- _What is needed_
Answer these three questions using the text about Chamberlain's computer lab.
1. How many colleagues does the narrator say are currently in practice?
2. How many of them, according to Chamberlain, read about "The Phoenix Sign"?
3. Which two activities was Chamberlain running that made him consume more electricity than scotch?

Stephen Barrett DPM FACFAS

“It’s really dark in here.”

“Just hold on a second and it won’t be,” Chamberlain replied.

Boom! The intense flash of blue light from at least 20 computer screens stunned me for a couple of seconds while my eyes tried to adjust. 

“Look at this,” he commanded. “It is right here.”

I peered down at all of the columns of data trying to make sense out of it. “Oh yeah, I see it.”

“So, it appears that your colleagues—how many of them are there?”

I sighed deeply. “About 18,000 to 19,000 who are currently in practice, maybe more.”

“Alrighty then and 541 of them took time to read about the ‘The Phoenix Sign’?” (https://youtu.be/CrPDp4fCDTI ) He paused while doing some quick mental calculations in his head. “Well that is 0.02924 percent and of that, 55 actually took the 3:21 to view the video?”

“Well,” I corrected him, “it appears by this that only about 50 percent made it 1:42 through the video. Who knows? If you were under water, I guess 3:21 would be a long time but that is hardly enough time to take a few deep breaths and enjoy the moment.”

As the illumination gradually increased in the computer lab, we walked over to the other side of the room by the conference table. Chamberlain hesitated to sit down, walked back and forth for a few minutes, and then stopped. “I don’t think they get the message. For God’s sake, you’ve given your colleagues an unbelievable diagnostic tool—something that is a real game changer for a patient with drop foot—and they can’t take three minutes and 21 seconds to put a virtual nuclear weapon in their diagnostic armamentarium?”

Chamberlain was into “Big Data” now and between running epidemiological analyses and Bitcoin mining, he was consuming more electricity than scotch for the first time in his life. He ambled back over to the bank of computers and started punching keys in a staccato manner.

- _Entries shown_
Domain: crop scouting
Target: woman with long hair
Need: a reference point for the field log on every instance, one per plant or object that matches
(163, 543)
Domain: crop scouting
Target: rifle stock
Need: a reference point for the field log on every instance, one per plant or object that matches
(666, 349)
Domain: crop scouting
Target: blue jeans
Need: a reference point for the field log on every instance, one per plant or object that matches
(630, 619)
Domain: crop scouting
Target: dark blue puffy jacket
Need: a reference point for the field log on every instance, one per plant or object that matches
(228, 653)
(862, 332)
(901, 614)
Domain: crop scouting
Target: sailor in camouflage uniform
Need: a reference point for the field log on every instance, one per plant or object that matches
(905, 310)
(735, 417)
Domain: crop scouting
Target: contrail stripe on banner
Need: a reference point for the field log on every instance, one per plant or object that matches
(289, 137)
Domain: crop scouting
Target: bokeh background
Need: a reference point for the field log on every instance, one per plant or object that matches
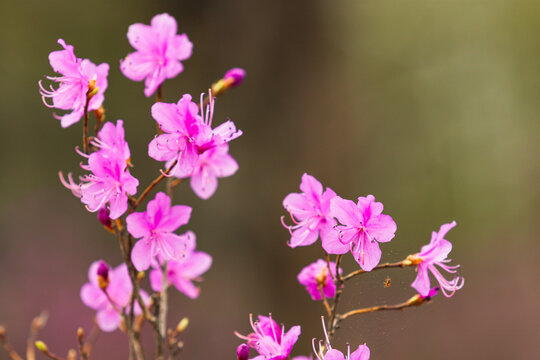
(432, 106)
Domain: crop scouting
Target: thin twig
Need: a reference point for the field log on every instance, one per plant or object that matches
(37, 324)
(416, 300)
(152, 185)
(7, 346)
(85, 124)
(400, 264)
(332, 324)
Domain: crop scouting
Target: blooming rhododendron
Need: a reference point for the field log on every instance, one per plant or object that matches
(159, 52)
(362, 226)
(109, 299)
(189, 139)
(109, 183)
(316, 278)
(79, 76)
(182, 272)
(436, 253)
(270, 340)
(310, 212)
(154, 228)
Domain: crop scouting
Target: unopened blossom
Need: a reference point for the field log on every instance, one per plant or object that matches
(155, 228)
(78, 78)
(110, 298)
(111, 141)
(270, 340)
(211, 165)
(310, 213)
(108, 184)
(160, 51)
(235, 76)
(187, 135)
(432, 255)
(362, 226)
(181, 273)
(316, 278)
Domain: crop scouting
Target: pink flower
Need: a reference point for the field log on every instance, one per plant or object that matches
(78, 77)
(111, 141)
(310, 212)
(109, 183)
(116, 294)
(436, 253)
(362, 227)
(188, 135)
(270, 340)
(154, 228)
(159, 52)
(182, 272)
(315, 276)
(235, 76)
(211, 165)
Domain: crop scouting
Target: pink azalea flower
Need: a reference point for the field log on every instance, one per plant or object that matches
(310, 212)
(109, 183)
(436, 253)
(211, 165)
(270, 340)
(187, 135)
(316, 275)
(159, 52)
(362, 227)
(182, 272)
(78, 77)
(111, 141)
(114, 298)
(154, 228)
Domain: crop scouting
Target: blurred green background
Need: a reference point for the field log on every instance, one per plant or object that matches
(432, 106)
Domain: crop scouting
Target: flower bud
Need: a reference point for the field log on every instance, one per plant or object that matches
(41, 346)
(235, 76)
(242, 352)
(103, 217)
(182, 325)
(103, 275)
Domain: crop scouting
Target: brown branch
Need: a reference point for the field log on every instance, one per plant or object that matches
(416, 300)
(152, 185)
(333, 324)
(37, 324)
(400, 264)
(85, 124)
(7, 346)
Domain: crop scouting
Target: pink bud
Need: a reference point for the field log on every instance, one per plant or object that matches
(236, 74)
(103, 217)
(242, 352)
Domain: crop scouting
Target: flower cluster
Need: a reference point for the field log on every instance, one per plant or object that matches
(109, 182)
(190, 145)
(345, 226)
(109, 291)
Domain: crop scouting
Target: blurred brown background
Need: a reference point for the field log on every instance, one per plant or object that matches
(432, 106)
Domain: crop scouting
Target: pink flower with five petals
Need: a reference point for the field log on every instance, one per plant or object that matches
(160, 51)
(154, 228)
(182, 272)
(436, 253)
(78, 76)
(310, 212)
(362, 227)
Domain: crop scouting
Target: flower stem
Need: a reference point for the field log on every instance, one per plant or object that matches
(400, 264)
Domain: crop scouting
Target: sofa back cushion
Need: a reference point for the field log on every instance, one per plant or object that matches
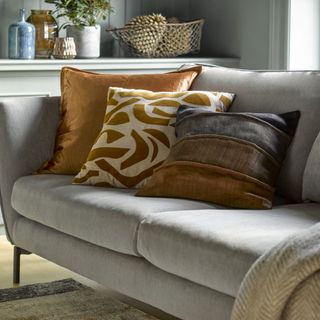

- _Task answer_
1. About 18,000 to 19,000, maybe more.
2. 541.
3. Epidemiological analyses and Bitcoin mining.